YOUR TASK: Find the lines of the listing that contain the string "hand", and return them.

PROVIDED MATERIAL:
══════════
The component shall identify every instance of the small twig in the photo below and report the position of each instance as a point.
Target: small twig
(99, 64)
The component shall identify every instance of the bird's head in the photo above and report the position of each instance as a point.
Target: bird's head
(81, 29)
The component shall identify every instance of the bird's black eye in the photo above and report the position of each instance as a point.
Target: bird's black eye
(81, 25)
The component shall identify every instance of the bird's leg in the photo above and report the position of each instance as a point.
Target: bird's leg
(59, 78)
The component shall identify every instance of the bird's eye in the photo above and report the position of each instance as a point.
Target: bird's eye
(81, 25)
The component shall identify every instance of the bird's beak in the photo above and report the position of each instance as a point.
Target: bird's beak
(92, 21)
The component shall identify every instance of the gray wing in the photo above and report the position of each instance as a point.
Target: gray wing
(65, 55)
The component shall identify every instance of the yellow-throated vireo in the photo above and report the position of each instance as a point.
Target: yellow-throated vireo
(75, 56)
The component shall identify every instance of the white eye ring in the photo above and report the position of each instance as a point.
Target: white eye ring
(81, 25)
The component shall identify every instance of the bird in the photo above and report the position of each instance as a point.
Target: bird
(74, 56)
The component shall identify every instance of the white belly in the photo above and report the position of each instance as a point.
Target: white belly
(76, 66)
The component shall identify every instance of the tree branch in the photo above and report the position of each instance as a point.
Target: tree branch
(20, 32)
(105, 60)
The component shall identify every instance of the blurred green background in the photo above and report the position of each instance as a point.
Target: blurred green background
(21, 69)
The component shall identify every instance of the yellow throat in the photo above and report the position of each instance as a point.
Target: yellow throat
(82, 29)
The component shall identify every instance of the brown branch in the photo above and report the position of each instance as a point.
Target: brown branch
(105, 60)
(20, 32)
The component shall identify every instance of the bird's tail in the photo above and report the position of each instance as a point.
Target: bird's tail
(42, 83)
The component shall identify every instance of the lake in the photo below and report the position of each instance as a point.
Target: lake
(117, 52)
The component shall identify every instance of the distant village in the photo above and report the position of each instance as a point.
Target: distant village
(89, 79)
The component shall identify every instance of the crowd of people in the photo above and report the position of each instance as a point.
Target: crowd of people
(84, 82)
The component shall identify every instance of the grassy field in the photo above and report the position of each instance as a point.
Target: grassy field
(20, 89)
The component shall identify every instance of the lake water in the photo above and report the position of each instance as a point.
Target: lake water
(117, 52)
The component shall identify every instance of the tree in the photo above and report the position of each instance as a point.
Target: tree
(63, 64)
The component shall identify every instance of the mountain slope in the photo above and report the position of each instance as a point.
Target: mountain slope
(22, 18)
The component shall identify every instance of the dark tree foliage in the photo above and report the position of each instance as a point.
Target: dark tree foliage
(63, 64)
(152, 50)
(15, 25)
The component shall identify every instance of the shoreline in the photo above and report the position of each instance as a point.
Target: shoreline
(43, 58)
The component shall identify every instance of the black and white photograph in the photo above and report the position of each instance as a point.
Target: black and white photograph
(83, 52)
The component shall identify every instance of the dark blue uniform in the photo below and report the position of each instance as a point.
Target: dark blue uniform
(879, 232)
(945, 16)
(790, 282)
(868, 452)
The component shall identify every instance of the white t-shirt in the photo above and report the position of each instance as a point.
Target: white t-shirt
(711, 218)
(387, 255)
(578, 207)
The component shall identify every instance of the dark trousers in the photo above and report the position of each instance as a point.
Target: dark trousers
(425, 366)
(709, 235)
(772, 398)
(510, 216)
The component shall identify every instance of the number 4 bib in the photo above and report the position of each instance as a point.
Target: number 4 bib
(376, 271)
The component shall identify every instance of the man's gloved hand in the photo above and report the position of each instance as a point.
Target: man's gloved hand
══════════
OUTPUT OF THE EXERCISE:
The component shall identify every instance of the man's gloved hand in the photo above and report the position of each instance as a point.
Target: man's gloved hand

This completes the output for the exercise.